Task requirements:
Each line from the one containing "Every instance of the lamp" through the last line of the records below is to be repeated as written, with nothing added.

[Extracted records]
· · · · · · ·

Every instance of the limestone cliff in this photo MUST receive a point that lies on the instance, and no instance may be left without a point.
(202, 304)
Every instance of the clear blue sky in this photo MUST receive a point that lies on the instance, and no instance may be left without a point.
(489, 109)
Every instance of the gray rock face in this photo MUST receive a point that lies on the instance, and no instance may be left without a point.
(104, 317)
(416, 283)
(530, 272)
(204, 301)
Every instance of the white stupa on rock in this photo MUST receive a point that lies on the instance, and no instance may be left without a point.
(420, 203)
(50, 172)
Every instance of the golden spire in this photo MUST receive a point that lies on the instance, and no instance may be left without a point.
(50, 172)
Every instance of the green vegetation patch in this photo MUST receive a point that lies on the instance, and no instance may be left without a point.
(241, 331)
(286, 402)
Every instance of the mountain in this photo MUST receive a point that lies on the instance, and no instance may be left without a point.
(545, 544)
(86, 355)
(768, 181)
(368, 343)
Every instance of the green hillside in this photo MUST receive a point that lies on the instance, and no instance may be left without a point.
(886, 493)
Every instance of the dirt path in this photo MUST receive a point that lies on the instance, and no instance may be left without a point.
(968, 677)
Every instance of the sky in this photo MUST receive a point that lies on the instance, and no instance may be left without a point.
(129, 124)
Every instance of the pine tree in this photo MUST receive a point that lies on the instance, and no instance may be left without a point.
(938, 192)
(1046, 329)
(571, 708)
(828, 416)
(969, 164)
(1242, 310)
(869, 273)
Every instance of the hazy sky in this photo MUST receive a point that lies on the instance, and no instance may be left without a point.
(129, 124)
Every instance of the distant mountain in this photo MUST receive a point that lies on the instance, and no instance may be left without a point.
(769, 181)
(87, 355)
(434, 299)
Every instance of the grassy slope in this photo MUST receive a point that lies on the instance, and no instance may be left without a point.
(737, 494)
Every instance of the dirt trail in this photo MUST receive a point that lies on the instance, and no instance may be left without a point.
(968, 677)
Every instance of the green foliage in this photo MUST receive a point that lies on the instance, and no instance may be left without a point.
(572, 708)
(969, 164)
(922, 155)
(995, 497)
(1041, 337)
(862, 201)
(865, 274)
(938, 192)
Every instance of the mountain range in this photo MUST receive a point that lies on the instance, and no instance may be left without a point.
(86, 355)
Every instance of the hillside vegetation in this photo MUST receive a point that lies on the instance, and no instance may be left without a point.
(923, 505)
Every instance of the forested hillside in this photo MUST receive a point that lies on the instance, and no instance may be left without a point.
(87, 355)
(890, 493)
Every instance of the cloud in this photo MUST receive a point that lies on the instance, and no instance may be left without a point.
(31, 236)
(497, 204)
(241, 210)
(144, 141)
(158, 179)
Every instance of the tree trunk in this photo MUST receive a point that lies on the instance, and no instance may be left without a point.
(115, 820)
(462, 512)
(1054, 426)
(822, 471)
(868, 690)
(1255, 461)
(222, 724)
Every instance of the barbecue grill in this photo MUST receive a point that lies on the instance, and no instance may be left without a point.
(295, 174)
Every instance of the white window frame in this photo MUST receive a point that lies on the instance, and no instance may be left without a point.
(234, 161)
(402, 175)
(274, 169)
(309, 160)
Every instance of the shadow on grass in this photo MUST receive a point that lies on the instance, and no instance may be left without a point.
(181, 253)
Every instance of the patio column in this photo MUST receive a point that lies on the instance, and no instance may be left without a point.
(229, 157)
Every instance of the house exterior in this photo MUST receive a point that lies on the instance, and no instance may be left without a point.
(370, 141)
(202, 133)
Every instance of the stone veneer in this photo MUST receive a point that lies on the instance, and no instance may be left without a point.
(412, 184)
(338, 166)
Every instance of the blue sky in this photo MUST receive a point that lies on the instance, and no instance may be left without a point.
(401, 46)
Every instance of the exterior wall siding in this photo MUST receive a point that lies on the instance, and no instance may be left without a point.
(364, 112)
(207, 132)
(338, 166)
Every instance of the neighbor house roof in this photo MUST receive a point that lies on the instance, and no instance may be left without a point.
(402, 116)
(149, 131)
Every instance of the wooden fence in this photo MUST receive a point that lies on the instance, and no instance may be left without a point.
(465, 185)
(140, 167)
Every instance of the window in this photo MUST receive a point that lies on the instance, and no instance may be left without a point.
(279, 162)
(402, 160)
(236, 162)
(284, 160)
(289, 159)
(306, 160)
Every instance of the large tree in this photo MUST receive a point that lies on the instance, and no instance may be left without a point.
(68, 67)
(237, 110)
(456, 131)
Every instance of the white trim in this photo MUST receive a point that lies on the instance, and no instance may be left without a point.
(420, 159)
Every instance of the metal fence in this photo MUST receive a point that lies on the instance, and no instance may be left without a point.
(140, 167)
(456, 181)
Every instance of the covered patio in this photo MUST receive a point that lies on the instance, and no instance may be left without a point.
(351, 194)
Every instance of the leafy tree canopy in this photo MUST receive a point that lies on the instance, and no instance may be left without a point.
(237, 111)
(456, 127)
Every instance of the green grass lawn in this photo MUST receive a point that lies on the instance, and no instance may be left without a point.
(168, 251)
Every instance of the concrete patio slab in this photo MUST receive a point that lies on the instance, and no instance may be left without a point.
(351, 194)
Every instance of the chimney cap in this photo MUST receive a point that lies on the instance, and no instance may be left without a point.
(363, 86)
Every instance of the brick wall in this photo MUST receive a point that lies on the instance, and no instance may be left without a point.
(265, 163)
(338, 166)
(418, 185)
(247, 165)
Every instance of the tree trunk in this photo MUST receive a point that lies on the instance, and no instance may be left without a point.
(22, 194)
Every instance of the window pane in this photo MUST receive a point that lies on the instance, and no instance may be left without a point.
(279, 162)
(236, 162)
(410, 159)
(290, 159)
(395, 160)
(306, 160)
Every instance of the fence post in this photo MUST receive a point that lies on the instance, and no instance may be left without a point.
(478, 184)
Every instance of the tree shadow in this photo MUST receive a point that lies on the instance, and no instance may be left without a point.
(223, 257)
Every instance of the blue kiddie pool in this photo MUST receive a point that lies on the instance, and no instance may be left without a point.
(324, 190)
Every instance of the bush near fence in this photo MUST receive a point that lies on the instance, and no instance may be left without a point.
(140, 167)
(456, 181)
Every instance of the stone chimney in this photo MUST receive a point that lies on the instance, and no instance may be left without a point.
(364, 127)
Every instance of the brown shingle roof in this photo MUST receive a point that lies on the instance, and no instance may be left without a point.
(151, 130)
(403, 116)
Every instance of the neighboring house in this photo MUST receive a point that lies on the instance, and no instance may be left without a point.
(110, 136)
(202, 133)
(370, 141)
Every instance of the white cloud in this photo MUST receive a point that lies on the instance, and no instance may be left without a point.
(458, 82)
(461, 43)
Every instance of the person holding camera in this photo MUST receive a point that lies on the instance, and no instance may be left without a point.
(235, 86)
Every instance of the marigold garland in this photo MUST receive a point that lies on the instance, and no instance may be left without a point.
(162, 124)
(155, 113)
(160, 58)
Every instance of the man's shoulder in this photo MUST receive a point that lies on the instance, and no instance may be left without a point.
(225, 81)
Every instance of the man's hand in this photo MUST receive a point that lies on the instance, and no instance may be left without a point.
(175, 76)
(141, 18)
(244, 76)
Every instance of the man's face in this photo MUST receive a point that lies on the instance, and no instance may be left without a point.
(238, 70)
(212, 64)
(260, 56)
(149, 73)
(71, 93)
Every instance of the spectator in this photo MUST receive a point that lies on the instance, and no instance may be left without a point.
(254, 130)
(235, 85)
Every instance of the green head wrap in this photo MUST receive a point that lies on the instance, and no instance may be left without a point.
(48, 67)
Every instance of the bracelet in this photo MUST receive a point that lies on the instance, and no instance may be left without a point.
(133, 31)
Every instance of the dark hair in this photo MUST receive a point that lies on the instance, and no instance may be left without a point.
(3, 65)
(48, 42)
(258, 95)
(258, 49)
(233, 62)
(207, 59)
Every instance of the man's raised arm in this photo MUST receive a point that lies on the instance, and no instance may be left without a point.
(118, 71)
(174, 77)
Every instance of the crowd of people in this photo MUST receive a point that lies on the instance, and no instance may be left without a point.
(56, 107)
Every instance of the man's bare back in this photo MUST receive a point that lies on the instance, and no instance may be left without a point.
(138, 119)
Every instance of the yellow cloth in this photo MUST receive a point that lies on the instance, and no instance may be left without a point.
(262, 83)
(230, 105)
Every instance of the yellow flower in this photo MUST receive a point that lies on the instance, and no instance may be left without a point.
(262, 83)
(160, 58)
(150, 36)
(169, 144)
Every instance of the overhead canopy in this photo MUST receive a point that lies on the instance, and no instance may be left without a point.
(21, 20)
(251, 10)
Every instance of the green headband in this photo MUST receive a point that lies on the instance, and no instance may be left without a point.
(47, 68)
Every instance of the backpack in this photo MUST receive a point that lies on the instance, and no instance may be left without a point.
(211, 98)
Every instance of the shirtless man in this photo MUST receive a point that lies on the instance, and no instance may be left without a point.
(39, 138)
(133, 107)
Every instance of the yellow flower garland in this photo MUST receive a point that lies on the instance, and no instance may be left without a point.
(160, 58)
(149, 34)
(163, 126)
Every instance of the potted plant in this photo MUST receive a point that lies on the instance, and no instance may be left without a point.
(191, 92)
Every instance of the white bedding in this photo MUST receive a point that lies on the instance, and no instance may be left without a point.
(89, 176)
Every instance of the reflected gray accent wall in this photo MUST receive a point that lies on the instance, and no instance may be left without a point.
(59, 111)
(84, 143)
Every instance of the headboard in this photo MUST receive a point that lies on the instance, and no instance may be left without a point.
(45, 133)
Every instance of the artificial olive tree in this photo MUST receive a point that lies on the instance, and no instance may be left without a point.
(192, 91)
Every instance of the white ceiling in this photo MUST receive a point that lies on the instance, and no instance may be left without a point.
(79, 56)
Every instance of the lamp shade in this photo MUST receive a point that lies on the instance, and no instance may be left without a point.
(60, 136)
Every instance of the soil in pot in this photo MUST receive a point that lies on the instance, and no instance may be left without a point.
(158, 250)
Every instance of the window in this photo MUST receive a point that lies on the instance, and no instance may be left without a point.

· · · · · · ·

Answer section:
Every instance of the lamp shade in this photo MUST receive a point that lies on the instance, and no instance may be left without a point.
(60, 136)
Every instance of the soil in pot in this photo MUST receive a point that lies on the instance, and no instance may be left without a point.
(158, 250)
Every instance of the window in this photo MUST receive a point that lies on the instance, and no instance may be left without a point.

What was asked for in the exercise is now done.